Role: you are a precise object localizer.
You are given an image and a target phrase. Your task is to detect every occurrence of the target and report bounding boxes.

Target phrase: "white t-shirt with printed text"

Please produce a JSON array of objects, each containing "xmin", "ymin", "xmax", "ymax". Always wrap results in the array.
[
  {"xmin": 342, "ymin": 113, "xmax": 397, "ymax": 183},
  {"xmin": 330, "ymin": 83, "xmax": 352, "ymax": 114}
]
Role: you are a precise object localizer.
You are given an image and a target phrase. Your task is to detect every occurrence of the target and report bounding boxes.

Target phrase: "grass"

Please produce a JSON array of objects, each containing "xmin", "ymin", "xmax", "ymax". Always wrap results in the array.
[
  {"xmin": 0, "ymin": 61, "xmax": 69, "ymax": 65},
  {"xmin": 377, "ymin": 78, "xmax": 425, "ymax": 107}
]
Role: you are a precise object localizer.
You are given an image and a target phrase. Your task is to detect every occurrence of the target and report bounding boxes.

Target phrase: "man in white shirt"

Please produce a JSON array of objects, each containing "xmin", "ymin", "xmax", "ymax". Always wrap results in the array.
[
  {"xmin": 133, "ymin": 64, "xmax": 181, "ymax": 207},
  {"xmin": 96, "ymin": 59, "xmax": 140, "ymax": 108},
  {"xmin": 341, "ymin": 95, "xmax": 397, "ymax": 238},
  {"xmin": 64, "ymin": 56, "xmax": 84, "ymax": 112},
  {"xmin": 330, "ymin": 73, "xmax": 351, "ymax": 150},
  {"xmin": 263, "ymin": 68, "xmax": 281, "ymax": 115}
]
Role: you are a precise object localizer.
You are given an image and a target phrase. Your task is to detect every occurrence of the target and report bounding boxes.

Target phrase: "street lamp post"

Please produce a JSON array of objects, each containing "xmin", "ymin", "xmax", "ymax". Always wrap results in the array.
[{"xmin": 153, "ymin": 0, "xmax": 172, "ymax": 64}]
---+---
Copy all the records above in full, requests included, and increase every bounding box coordinate in the answers by 80. Leave all other text and numbers unchanged.

Role: you are a precise object localizer.
You are given an image and a target phrase. Your task is to detect every occurrence of the target and report bounding boxes.

Target phrase: "white t-shirt with printed text"

Please produce a JSON array of objects, each containing "xmin", "ymin", "xmax", "ymax". Always wrap results in the array.
[
  {"xmin": 422, "ymin": 193, "xmax": 477, "ymax": 263},
  {"xmin": 410, "ymin": 163, "xmax": 432, "ymax": 194}
]
Role: you are a precise object localizer.
You are given an image and a target phrase. Your task is to detect every occurrence of the target and report bounding boxes.

Target phrase: "grass"

Please produce a JSON array of objects, each containing "xmin", "ymin", "xmax", "ymax". Always wrap results in the array.
[
  {"xmin": 80, "ymin": 141, "xmax": 149, "ymax": 145},
  {"xmin": 457, "ymin": 158, "xmax": 505, "ymax": 187}
]
Role: you are a precise object localizer.
You are given an image and a target phrase. Your task is to detect every occurrence of the target and report bounding boxes.

Target phrase: "man in white shirt"

Please produce a JSON array of objects, each containing "xmin", "ymin", "xmax", "ymax". Always wrap results in the array.
[
  {"xmin": 213, "ymin": 144, "xmax": 261, "ymax": 287},
  {"xmin": 176, "ymin": 139, "xmax": 220, "ymax": 188},
  {"xmin": 421, "ymin": 175, "xmax": 477, "ymax": 318},
  {"xmin": 144, "ymin": 136, "xmax": 164, "ymax": 192},
  {"xmin": 410, "ymin": 153, "xmax": 431, "ymax": 230},
  {"xmin": 343, "ymin": 148, "xmax": 361, "ymax": 195}
]
Role: you are a precise object localizer.
You are given an image and a target phrase. Your task is to detect every occurrence of the target and report bounding boxes.

Target phrase: "street lamp post"

Please produce a JSON array of objects, each containing "xmin", "ymin", "xmax", "ymax". Always wrap results in the array.
[{"xmin": 233, "ymin": 80, "xmax": 252, "ymax": 144}]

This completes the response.